WHAT YOU HAVE TO DO: Here are some entries; quote each one exactly.
□ □ □ □ □
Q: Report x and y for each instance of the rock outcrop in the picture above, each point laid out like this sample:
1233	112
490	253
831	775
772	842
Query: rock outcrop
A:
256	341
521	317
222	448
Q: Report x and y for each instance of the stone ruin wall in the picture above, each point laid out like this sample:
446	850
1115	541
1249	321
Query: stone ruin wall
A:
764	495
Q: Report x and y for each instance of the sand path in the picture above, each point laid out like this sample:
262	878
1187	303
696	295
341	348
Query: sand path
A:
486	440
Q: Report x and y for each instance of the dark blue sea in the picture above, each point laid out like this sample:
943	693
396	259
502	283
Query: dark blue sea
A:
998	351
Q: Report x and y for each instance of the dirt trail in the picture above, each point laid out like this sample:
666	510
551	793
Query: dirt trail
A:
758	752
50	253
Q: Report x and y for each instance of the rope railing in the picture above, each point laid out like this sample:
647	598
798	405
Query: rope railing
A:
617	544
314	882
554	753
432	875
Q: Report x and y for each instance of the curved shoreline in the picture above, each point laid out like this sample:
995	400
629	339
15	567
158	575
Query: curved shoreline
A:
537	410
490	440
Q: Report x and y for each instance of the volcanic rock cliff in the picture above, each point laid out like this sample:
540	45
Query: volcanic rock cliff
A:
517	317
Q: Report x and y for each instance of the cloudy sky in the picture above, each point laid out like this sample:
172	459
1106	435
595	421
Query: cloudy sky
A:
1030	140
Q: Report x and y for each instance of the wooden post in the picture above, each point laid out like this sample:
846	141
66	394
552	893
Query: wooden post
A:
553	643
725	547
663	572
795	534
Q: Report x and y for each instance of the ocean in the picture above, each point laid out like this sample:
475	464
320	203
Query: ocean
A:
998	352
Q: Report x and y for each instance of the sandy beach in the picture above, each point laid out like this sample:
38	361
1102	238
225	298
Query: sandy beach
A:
□ □ □ □ □
RESULT OF THIS EXERCISE:
Q: Report x and y for each instance of the rock outcrop in the picture above, each point laid out like this sample:
1233	112
490	253
831	775
772	842
Query: rock outcrop
A:
256	341
521	317
222	448
Q: Report x and y for each instance of the stone ruin wall in the picture above, each point laid out like this sample:
446	850
1115	541
1249	321
Query: stone ruin wall
A:
764	495
Q: Report x and y for each instance of the sand path in the picture above, each point laid out like this sample:
262	878
1187	303
696	295
341	348
Query: sand path
A:
486	440
Q: Report x and y for each instance of the dark blue sea in the picture above, each point laid out like this sample:
943	693
396	259
502	283
Query: dark blue sea
A:
998	351
Q: Report x and y for each instance of the dirt trail in the picture above, each point laid out like this sample:
666	510
551	793
Query: dirt trail
A:
758	752
50	253
Q: Report x and y for each instance of the rope railing in the picture above, each point laid out like this sample:
647	598
798	405
Query: rope railing
A:
617	544
314	882
554	753
432	875
Q: Report x and y for each instance of the curved shoreline in the picture above, each point laid out like this sample:
995	400
629	339
15	567
158	575
Query: curved shoreline
A:
537	410
490	440
Q: Report x and y for each instance of the volcanic rock cliff in the picture above, each point laid out like this sample:
540	45
Query: volcanic rock cliff
A:
517	317
Q: Report x and y for each instance of the cloudy sky in the picture above, each point laid out like this sample:
172	459
1106	435
595	421
Query: cloudy sky
A:
1030	140
Q: Report x and y for each instance of the wooden post in the picture above, each point laid out like this sample:
846	141
66	394
552	893
Query: wooden post
A:
553	643
725	547
663	572
795	534
Q: Report x and y for each instance of the ocean in the picture above, each point laid out like this sample:
475	464
320	203
Query: ocean
A:
998	352
Q: Report x and y for each instance of the sandy beach in the picture above, each point laid out like this sample:
38	361
1102	238
225	298
Query: sandy beach
A:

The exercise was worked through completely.